→ Text extract

In "Les Misérables," Hugh Jackman and Russell Crowe play the ultimate adversaries – the repentant petty thief Jean Valjean and the self-righteous inspector Javert, who can't see anything beyond the law. It's a highlight of the season to see these two fierce actors from Down Under go head-to-head in an epic, emotional musical.
The distinguished leading men have had very different careers, but they have a lot in common. Only four years apart, the two actors both got their start around the same time, have musical sensibilities (Jackman through theater, Crowe through his rock band), and have played men you don't want to mess with.
So who's got the advantage? See how Crowe and Jackman stack up against each other in our latest head to head.
Allegiance to Down Under
Russell Crowe: The Gladiator was born April 7, 1964 in Wellington, New Zealand but grew up in Australia for most of his childhood, until he was 14 and moved back to Auckland. Crowe returned to Australia at age 21 and got his first break in a production of "The Rocky Horror Picture Show." A few years later, he gained notoriety for playing a young skinhead in the drama "Romper Stomper."
Hugh Jackman: The Wolverine hails from Sydney and was born on Oct. 12, 1968. After catching the acting bug in a college drama class, Jackman studied it for a year at the Actors' Centre in Sydney and then another two years at drama school. The night of his graduation performance, he was offered his first professional role in a miniseries. Coincidentally, he met his wife Deborra-Lee Furness on that set.
Advantage: Jackman. He gets extra points for going to drama school in his motherland and starring in two high-profile productions that explicitly deal with his homeland: Baz Luhrmann's "Australia" and the Tony-winning "The Boy from Oz."
Breakout Hollywood Role
Russell Crowe: "L.A. Confidential" (1997) Director Curtis Hanson cast two relatively unknown Aussies in his neo-noir drama: Guy Pearce, as the straightlaced detective, and Crowe as his hotheaded partner who acts first, thinks later.

→ Items from a dataset
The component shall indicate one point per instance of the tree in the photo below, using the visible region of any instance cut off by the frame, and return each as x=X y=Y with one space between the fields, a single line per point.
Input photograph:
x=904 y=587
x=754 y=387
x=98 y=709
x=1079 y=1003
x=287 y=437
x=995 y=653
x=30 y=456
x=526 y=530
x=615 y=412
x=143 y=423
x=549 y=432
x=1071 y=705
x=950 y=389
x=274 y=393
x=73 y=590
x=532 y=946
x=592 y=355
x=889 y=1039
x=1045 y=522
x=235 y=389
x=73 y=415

→ Exercise task 1
In the Crowe and Jackman comparison, in what production did Russell Crowe get his first break?
→ Exercise task 2
Carry on the article comparing Russell Crowe and Hugh Jackman, starting after its final sentence about "L.A. Confidential."

→ Result 1
He got his first break in a production of "The Rocky Horror Picture Show."

→ Result 2
Hugh Jackman: "X-Men" (2000) was the reason Hollywood (and audiences) first took notice of theAussie heartthrob. As Wolverine, Jackman impressed with his transformation from being a loner mutant to part of the justice-seeking X-Men.
Advantage: Crowe. As much as we love Jackman sporting spiky hair and even spikier talons, Crowe's performance as a broody, fists-first cop in "L.A. Confidential" is nothing short of extraordinary.
Russell Crowe: In the early 'aughts, Crowe pulled a hat trick with Academy Award nominations. He scored noms in 2000 ("The Insider"), 2001 (and won for "Gladiator"), and 2002 ("A Beautiful Mind"). He also has a BAFTA, three Critics' Choice Awards, a Golden Globe, a Screen Actors Guild Award and dozens of individual critics' association awards (primarily for those three films, but also for "Cinderella Man," "Master and Commander," and his first big role in "Romper Stomper."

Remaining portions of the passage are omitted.